THE EXERCISE =
Copy out all the records below, substituting "office tower" for "high-rise building" wherever it occurs and leaving the rest unchanged. Leave the pictures out of your copy.

PROVIDED DATA =
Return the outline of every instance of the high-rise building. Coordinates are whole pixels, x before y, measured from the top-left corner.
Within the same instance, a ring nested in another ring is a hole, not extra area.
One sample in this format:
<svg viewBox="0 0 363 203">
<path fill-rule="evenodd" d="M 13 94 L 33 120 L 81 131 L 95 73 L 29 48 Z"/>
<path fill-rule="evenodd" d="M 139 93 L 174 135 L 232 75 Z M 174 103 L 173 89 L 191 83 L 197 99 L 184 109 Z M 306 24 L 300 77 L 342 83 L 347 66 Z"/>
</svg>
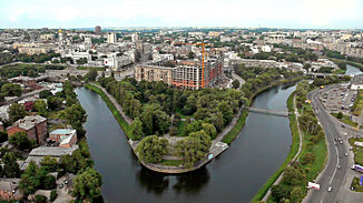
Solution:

WRITTEN SOLUTION =
Return the outline of every instance of the office tower. Coordinates are whole pixels, x before y, measured from the top-left corner.
Within the same instance, a ring nested in another ring is a hole, not extra area.
One sample in this format:
<svg viewBox="0 0 363 203">
<path fill-rule="evenodd" d="M 13 94 L 33 120 L 81 131 L 95 73 L 29 48 Z"/>
<path fill-rule="evenodd" d="M 139 93 L 174 135 L 232 75 Z M 174 103 L 173 89 L 191 83 L 197 99 L 184 109 Z M 306 24 L 300 77 L 342 83 L 347 66 Z"/>
</svg>
Solution:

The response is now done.